What you will do:
Retype the data exactly, skipping any picture in it.
Material for the task START
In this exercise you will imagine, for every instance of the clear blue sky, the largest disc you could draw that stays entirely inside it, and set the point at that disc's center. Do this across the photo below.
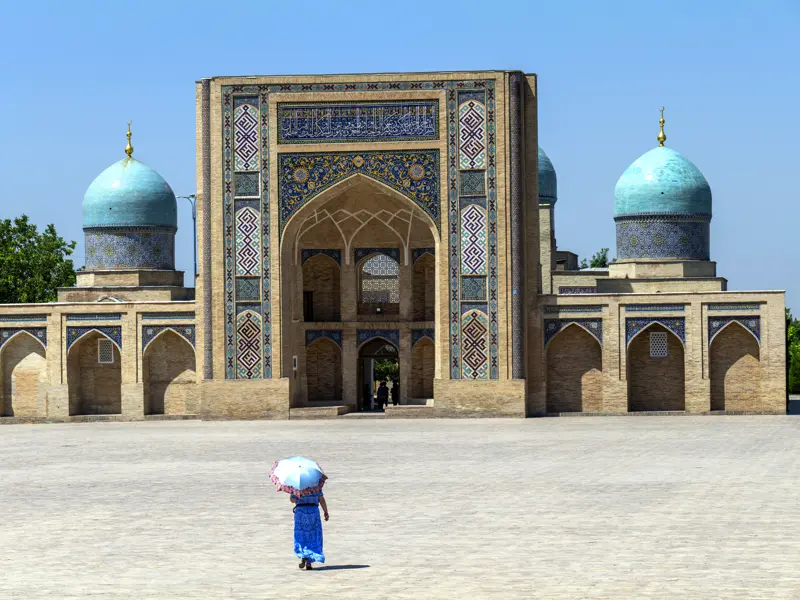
(73, 74)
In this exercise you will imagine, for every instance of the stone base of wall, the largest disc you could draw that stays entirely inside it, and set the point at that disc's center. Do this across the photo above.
(253, 399)
(504, 398)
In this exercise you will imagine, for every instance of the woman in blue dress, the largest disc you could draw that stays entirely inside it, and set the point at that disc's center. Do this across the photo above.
(308, 528)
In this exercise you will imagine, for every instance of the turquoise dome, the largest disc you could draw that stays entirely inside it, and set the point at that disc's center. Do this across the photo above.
(130, 194)
(662, 181)
(548, 183)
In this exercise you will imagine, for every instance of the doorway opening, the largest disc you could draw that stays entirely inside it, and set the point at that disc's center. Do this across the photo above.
(378, 375)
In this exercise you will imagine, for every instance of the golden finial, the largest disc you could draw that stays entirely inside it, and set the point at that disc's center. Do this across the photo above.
(662, 137)
(129, 148)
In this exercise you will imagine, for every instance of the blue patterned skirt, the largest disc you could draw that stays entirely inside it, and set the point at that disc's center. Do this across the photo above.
(308, 533)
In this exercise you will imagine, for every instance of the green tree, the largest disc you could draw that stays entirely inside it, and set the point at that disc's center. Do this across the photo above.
(33, 265)
(598, 261)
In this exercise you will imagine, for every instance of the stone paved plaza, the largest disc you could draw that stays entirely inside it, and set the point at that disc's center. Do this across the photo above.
(607, 507)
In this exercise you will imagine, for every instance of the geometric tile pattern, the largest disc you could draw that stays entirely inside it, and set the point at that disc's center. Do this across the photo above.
(473, 183)
(310, 122)
(248, 255)
(38, 333)
(472, 135)
(390, 335)
(418, 253)
(659, 237)
(413, 173)
(94, 317)
(109, 249)
(112, 333)
(248, 289)
(248, 345)
(456, 91)
(751, 323)
(475, 330)
(655, 307)
(418, 334)
(311, 252)
(335, 335)
(245, 120)
(151, 332)
(473, 288)
(734, 306)
(676, 325)
(22, 318)
(246, 184)
(593, 326)
(474, 253)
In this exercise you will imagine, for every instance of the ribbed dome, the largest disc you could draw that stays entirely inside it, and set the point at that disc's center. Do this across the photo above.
(548, 183)
(662, 181)
(130, 194)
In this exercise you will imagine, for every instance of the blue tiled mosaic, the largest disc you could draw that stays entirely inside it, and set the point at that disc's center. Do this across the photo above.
(660, 237)
(113, 333)
(553, 326)
(312, 122)
(151, 332)
(418, 334)
(676, 325)
(413, 173)
(335, 335)
(37, 333)
(310, 252)
(751, 323)
(146, 250)
(390, 335)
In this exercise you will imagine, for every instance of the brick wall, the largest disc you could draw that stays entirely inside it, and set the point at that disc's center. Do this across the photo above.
(574, 367)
Material for the task END
Answer box:
In this exercise you will imagine, for every instance of the clear blue sky, the largest disc you could draw that stays entirely inside it, and set the point at that disc's center. Do this across the photo below.
(73, 74)
In this exercise you will imagine, for every instance of the stone base of wall, the largest disc you could draw that stays entirely inside it, and set the point at that disc's center. Do this across the photo above.
(253, 399)
(504, 398)
In this exercise you will imagine, for every instance of the woman in blue dress, the largest disc you could draw that stays entirely inside it, and set the point at that disc's center. Do this across the photo above.
(308, 528)
In this exercise you will imagine, for every instance of the turquoise dome, the largest disc you could draw that stays entirely inside it, and set the point at that disc's center. Do this across the photo above.
(130, 194)
(662, 181)
(548, 183)
In this exercise you will imagine, for every instance of the doorway opening, the largest disc you could draw that stays entirely inside it, and set the point at that disc's center. Do this across the photo above.
(378, 375)
In this exercise you will imagine, for every instance of the golden finial, the largest disc you could draw that stays entirely inside it, and set the point at that disc's center. Do this across the photo above.
(662, 137)
(129, 148)
In this exercise you will imagine, for every instance of the blue patterned skirt, the largest disc you could draw that stays entirely inside it, and set the point at that disc's center. Do this across the photo above.
(308, 533)
In this exercise you will imagine, for every instance of the green tree, the largest disc you could draw that stays entirely inside it, and set the point at that disc's center. Do this across the photo above.
(33, 265)
(598, 261)
In this exercise you will imagine, for every instance of the stone paved plaza, the largest disc you could draw that stays entirely inside it, and set the point at that disc's center. Do this across the photo above.
(607, 507)
In this exercise you will imagine, for every instance of the geometric tile pattern, the largest disc you could draw that stays entirely inside it, and set the point at that disc's center. Do this across the photo above.
(473, 183)
(310, 122)
(248, 255)
(38, 333)
(472, 135)
(390, 335)
(418, 253)
(659, 237)
(413, 173)
(94, 317)
(109, 249)
(112, 333)
(248, 289)
(248, 345)
(456, 91)
(751, 323)
(475, 330)
(655, 307)
(418, 334)
(311, 252)
(335, 335)
(245, 120)
(151, 332)
(473, 288)
(734, 306)
(676, 325)
(22, 318)
(246, 184)
(593, 326)
(474, 253)
In this exercise you will imagine, for every instance of the ribbed dome, the largest disc you could draw that stays entirely inside it, and set the point at that disc's center. Do this across the photo above.
(548, 183)
(662, 181)
(130, 194)
In this exercise you will imagine, for every instance of the blue tiled mosaic, the largest disc you could draw that stays entirely inside it, and set the point at that disc's center. Do this across the photo above.
(660, 237)
(113, 333)
(553, 326)
(312, 122)
(151, 332)
(418, 334)
(676, 325)
(413, 173)
(335, 335)
(37, 333)
(310, 252)
(751, 323)
(146, 250)
(390, 335)
In this exercise you will imagine, for every instance of the brick wall, the largest disc you could draw that stays entirely inside it, and set the point at that disc's center. Do this across the photo above.
(574, 367)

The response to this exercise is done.